• [Exercises]
- a) In the profile of the Russian Party of Freedom and Justice, substitute "president" for "chairman" and repeat the passage starting with "In 2014, Bogdanov" and going on through "became the leader.".
- b) Extend the profile of the Russian Party of Freedom and Justice by writing more after its final sentence.

• [Extract provided]
- Abbreviation: RPSS
- Chairman: Konstantin Rykov
- Founder: Andrei Bogdanov
- Founded: 8 April 2012 (Communist Party of Social Justice)28 March 2021 (Russian Party of Freedom and Justice)
- Headquarters: Moscow
- Ideology: Broad Socialism
- Political position: Centre-left
- Colours: Black Red
- Seats in the State Duma: 0 / 450
- Seats in the Regional Parliaments: 0 / 3,928

Website
- my.rpss.ru

= Russian Party of Freedom and Justice =

Political party in Russia

The Russian Party of Freedom and Justice (RPFJ) (Note: Российская партия свободы и справедливости (РПСС)) is a political party in Russia established and registered in 2012 as Communist Party of Social Justice.

== History ==
The party was created with the participation of the leader of the Democratic Party of Russia and politician Andrey Bogdanov.

In the 2013 elections in Volgograd, the party received 5.04% (9055 votes) breaking the five-percent threshold and received one seat in the city Parliament.

In 2014, Bogdanov became party leader, succeeding Yuri Morozov in this post. Andrei Brezhnev, grandson of General Secretary of the Communist Party of the Soviet Union Leonid Brezhnev, was elected First Secretary of the Central Committee of the party. In this year's election, Brezhnev was the candidate for the Parliament of Crimea and Sevastopol, but the party did not win any seats.

In April 2021, the party was renamed the Russian Party of Freedom and Justice. Konstantin Rykov became the chairman of the party, and Maksim Shevchenko became the leader.

• [Entries]
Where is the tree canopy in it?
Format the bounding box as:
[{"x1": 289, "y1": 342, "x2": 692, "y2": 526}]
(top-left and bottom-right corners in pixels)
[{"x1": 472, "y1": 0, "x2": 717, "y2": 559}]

• [Answers to the exercise]
- a)
In 2014, Bogdanov became party leader, succeeding Yuri Morozov in this post. Andrei Brezhnev, grandson of General Secretary of the Communist Party of the Soviet Union Leonid Brezhnev, was elected First Secretary of the Central Committee of the party. In this year's election, Brezhnev was the candidate for the Parliament of Crimea and Sevastopol, but the party did not win any seats.

In April 2021, the party was renamed the Russian Party of Freedom and Justice. Konstantin Rykov became the president of the party, and Maksim Shevchenko became the leader.

- b)
On September 9, 2022, Maxim Shevchenko stated in his official Telegram channel that he no longer considers himself the leader of the RPSS and does not participate in the activities of a political party.

== Criticism ==
The Communist Party of the Russian Federation (CPRF) has accused the party of being a creation of the Kremlin and United Russia to siphon votes away from the CPRF.

CPRF points out that the CPSJ nominated candidates in single-mandate constituencies who had the same names as candidates from the CPRF, in order to confuse voters. Sergei Obukhov asserts that "it is not the CPSJ who stands behind the nomination of namesakes, but the administrative resource and the ruling party".

In 2020, the party nominated Gennady Shchadov in the elections for the governor of Irkutsk Oblast while Mikhail Shchapov was nominated from the CPRF.

Leader of the Left Front Sergei Udaltsov said that "the nature of the actions of the new party (RPSS) gives reason to think that they will be a spoiler party". He called Maksim Shevchenko's joining the RPSS "a betrayal of his comrades at a crucial moment" and considered possible his exclusion from Left Front.

==Former logos==

Communist Party of Social Justice (2012–2017)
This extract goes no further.